Document excerpt
%%

BACKGROUND OF THE INVENTION

Field of the Invention

The present invention relates to the taking of core samples in subterranean formations, and specifically to the taking of core samples in a direction departing from the sidewall of a borehole.

State of the Art

For many years, geologists in the oil and gas exploration industry have taken and analyzed core samples of potential hydrocarbon-producing formations as part of their efforts to determine the profitability of completing wells from which the core samples are taken, as well as the desirability of further exploratory drilling in the same area. The problem with coring in exploratory wells is the lack of knowledge of the exact location of the formation of interest, or "pay zone," with respect to the well depth. In many instances, drillers have unintentionally drilled completely through the pay zone or target formation without taking any core samples because the pay zone was at a slightly lesser depth than anticipated. Since logging tools can be run into a borehole before it is cased and cemented to determine the location or locations of potential pay zones, coring of these promising zones subsequent to drilling and identification thereof via open-hole logging of the borehole provides a means to verify and enhance the information on production potential provided by seismic surveys and well logs. For obvious reasons, the only economic way to take core samples from a drilled borehole is from its sidewall.

Prior art sidewall coring tools have taken various forms. The most widely used of such tools shoot or punch sample cups into the sidewall of the borehole perpendicular to the borehole axis, and retrieve the cups when the tool is retrieved. Alternatively, tools have been employed which drill cores perpendicular to the borehole. Both types of tools are limited to extremely small diameter, very short cores which do not provide a substantial amount of formation to analyze, and which may therefore not be representative of the target formation characteristics. In addition, such prior art tools often cause damage to the formation by their operation.

%%

Data for the task

%%

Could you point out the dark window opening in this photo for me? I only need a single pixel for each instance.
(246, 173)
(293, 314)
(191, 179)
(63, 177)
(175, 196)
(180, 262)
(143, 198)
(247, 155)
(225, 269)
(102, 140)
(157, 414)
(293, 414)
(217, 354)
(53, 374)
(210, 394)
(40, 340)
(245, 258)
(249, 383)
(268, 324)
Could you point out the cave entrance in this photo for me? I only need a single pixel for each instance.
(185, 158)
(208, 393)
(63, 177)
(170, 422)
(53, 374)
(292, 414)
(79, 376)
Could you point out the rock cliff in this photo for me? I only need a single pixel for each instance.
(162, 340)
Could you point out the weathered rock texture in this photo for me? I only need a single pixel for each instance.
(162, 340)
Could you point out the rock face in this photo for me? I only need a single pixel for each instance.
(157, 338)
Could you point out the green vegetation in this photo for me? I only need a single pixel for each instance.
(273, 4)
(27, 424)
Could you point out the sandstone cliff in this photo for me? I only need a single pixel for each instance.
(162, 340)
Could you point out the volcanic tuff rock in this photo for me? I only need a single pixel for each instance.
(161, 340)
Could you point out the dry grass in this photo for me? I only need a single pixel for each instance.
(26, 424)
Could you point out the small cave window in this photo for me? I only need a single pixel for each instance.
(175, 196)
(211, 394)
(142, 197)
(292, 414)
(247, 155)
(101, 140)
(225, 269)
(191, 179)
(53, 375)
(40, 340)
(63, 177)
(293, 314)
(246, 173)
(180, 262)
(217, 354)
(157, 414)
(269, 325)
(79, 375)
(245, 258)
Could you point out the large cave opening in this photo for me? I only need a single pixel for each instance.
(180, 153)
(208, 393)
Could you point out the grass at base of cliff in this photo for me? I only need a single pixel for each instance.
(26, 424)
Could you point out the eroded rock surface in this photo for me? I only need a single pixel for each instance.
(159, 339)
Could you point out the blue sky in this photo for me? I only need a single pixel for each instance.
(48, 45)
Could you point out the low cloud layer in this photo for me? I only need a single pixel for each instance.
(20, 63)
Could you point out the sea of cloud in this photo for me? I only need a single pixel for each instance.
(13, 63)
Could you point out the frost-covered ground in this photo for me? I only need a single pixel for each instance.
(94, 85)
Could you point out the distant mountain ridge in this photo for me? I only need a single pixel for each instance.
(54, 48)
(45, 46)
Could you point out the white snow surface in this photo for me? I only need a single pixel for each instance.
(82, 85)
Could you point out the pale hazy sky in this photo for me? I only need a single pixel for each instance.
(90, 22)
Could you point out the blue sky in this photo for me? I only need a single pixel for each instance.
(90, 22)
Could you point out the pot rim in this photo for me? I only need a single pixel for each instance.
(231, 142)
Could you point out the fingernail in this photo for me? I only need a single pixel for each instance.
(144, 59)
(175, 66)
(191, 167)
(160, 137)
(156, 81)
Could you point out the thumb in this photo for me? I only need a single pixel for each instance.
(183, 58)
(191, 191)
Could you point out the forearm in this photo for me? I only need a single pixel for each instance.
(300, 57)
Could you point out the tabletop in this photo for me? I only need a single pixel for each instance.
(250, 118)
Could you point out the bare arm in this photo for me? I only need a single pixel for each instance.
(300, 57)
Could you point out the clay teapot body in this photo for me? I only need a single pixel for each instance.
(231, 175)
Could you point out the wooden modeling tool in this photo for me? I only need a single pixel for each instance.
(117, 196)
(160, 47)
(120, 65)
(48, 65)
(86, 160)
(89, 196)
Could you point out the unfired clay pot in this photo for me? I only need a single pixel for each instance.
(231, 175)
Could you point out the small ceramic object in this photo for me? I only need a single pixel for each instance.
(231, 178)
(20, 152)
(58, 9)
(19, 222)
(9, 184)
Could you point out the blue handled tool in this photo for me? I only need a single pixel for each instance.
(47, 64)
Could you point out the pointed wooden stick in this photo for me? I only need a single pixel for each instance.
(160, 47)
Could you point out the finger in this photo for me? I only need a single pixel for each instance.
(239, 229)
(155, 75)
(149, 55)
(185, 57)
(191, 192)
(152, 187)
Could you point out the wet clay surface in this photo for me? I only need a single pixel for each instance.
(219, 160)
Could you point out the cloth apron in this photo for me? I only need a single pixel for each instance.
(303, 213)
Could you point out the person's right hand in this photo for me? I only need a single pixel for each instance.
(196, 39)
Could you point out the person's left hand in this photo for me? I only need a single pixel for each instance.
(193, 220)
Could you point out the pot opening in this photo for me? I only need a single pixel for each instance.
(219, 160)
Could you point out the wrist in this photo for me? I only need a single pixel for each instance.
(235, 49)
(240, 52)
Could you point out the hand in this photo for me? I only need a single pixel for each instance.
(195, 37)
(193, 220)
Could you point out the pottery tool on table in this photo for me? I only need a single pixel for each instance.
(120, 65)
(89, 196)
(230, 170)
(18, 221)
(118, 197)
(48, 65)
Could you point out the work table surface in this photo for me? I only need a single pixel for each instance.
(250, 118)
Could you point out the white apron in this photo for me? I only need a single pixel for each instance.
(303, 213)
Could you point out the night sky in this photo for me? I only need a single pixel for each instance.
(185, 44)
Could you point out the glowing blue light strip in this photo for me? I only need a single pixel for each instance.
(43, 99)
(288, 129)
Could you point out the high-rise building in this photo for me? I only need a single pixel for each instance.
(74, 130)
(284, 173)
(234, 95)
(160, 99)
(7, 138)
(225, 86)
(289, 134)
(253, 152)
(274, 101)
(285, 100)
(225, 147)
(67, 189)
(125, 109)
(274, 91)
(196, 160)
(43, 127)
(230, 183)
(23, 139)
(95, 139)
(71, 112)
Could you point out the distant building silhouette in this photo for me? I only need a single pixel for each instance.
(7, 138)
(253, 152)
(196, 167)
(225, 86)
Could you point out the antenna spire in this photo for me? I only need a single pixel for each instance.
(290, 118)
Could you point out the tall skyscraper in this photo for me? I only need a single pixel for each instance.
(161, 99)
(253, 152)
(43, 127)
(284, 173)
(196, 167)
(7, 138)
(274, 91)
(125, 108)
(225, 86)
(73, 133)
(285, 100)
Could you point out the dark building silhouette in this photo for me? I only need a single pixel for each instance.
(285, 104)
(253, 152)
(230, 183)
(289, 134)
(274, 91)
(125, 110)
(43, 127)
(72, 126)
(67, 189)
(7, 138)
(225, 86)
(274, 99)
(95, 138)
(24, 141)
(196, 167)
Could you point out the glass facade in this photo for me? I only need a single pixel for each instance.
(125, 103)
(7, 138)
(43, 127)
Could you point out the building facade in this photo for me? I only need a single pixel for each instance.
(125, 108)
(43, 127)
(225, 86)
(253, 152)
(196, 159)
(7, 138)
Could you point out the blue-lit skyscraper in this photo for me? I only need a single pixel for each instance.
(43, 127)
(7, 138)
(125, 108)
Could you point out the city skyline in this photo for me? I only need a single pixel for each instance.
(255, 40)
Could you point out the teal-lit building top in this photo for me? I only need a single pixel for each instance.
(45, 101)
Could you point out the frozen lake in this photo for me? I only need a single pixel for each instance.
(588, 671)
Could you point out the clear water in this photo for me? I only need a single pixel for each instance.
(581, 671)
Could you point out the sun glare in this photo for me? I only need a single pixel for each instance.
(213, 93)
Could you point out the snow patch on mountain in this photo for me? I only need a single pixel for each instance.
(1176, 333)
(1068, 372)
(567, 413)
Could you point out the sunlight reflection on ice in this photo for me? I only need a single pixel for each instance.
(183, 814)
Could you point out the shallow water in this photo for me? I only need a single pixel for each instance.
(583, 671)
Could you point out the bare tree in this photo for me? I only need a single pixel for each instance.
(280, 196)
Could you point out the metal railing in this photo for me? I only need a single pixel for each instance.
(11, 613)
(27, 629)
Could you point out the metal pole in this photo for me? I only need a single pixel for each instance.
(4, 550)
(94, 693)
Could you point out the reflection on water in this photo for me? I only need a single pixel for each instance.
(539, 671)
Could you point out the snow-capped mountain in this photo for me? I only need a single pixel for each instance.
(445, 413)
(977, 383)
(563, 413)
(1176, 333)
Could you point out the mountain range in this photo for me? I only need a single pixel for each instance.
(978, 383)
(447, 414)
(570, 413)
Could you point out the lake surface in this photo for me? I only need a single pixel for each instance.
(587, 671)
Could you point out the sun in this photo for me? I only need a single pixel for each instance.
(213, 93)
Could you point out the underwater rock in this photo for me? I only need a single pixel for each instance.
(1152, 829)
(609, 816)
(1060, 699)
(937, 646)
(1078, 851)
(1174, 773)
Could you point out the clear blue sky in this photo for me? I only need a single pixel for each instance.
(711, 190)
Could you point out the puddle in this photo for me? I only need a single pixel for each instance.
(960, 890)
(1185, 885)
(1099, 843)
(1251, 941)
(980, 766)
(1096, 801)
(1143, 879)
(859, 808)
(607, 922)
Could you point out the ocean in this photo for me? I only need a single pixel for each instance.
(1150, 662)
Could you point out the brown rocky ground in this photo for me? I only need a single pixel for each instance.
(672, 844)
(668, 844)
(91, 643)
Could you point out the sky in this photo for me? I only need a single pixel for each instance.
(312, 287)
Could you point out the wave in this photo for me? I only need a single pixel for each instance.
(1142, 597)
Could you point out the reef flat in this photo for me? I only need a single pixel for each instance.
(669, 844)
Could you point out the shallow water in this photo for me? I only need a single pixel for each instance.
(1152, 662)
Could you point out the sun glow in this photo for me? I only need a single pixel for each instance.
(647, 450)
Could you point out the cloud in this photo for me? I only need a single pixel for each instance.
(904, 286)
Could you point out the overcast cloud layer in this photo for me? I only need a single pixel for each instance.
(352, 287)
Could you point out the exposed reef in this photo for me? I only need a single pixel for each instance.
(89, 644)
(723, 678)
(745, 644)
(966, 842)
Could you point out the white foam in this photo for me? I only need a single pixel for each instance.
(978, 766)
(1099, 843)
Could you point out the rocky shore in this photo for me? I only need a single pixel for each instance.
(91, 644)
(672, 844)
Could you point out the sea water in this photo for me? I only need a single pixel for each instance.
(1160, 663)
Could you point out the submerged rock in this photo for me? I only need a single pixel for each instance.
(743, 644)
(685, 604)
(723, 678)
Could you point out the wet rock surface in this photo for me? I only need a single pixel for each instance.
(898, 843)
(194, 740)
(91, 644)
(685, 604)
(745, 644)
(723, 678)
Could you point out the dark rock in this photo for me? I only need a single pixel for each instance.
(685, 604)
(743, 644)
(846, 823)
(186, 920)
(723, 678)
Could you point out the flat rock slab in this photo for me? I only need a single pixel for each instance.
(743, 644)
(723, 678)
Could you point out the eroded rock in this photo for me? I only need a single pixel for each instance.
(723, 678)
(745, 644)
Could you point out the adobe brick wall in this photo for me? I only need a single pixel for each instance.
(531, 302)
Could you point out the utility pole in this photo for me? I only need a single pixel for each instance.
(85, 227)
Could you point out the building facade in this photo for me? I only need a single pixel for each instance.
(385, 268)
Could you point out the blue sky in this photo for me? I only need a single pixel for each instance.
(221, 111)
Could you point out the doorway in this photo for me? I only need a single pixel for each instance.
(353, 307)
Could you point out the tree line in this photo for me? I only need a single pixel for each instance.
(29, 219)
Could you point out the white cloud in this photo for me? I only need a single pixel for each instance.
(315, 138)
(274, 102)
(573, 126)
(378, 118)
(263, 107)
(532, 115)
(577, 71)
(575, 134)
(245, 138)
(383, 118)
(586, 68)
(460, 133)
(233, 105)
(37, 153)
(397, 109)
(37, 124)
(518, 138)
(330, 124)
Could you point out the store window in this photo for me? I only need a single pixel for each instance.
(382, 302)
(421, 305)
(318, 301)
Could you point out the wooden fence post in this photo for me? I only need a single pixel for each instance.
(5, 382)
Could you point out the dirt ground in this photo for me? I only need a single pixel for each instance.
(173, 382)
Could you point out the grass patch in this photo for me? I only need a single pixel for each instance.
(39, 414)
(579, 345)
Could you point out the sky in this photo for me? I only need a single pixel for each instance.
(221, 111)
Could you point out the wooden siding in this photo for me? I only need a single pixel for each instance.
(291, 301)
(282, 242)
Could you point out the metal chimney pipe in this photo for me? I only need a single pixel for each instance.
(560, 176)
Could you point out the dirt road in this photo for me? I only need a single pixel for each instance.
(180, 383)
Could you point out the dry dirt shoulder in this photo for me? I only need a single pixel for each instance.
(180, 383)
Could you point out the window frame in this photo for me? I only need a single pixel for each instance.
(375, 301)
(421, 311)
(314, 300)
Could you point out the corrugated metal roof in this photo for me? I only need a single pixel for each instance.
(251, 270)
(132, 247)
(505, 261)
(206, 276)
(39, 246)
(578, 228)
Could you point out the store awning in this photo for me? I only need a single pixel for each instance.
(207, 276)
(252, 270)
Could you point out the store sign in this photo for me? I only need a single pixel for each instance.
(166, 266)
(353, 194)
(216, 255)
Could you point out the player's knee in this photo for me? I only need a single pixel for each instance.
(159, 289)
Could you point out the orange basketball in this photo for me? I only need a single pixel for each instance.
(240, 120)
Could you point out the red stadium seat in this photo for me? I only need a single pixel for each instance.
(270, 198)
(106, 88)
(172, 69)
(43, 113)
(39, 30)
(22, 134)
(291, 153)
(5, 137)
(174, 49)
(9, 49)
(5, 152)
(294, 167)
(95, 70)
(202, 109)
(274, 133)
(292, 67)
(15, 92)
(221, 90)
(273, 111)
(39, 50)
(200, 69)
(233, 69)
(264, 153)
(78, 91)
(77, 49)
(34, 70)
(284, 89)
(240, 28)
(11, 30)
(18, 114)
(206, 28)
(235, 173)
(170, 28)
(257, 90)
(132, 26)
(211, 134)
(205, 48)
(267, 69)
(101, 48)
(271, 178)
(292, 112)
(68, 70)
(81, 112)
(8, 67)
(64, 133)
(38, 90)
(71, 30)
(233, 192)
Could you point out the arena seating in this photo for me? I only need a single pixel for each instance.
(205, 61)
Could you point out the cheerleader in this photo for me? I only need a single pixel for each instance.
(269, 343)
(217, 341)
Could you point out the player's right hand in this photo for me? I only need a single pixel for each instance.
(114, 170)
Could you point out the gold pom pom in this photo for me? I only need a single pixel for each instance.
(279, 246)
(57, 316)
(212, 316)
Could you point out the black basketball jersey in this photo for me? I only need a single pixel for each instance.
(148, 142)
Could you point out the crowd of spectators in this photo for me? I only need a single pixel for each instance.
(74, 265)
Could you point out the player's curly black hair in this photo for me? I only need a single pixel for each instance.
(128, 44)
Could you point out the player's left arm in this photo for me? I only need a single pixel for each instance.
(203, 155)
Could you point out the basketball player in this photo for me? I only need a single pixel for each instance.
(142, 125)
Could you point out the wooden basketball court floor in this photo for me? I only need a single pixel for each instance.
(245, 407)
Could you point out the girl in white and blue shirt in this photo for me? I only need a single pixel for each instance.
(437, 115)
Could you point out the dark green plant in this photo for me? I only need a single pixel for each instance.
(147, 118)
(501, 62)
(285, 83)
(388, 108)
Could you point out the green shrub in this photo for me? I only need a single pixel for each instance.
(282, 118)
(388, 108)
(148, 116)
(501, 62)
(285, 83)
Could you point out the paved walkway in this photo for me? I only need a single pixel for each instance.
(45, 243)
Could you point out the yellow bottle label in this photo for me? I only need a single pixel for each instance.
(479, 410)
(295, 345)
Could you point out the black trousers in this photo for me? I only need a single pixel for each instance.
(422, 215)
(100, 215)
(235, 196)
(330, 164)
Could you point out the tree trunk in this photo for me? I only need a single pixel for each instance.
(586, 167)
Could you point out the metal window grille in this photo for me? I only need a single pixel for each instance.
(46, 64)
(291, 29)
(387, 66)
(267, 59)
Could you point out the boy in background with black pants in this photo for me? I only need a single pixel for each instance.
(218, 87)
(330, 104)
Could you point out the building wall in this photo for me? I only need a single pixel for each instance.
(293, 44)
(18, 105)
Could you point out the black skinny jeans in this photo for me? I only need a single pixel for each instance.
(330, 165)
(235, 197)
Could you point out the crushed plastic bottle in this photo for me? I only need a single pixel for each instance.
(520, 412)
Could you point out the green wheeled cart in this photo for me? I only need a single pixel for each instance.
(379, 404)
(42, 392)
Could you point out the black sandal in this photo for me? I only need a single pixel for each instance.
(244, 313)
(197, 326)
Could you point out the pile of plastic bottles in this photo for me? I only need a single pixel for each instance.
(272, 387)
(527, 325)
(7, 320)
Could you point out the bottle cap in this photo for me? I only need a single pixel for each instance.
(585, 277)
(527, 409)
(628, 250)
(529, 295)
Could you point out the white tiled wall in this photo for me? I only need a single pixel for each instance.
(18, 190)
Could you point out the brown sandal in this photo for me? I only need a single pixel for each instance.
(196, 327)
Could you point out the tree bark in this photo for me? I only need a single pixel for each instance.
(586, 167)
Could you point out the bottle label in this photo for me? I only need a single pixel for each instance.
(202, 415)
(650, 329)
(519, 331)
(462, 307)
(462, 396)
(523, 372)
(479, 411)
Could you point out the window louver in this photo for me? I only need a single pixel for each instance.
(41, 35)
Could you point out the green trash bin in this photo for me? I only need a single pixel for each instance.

%%

Objectives
[1] List every heading in the coring excerpt above.
[2] Return each line of the entries that contains the string "clay". Case counts.

Answers to the exercises
[1]
BACKGROUND OF THE INVENTION
Field of the Invention
State of the Art

[2]
Could you point out the clay teapot body in this photo for me? I only need a single pixel for each instance.
Could you point out the unfired clay pot in this photo for me? I only need a single pixel for each instance.
Could you point out the wet clay surface in this photo for me? I only need a single pixel for each instance.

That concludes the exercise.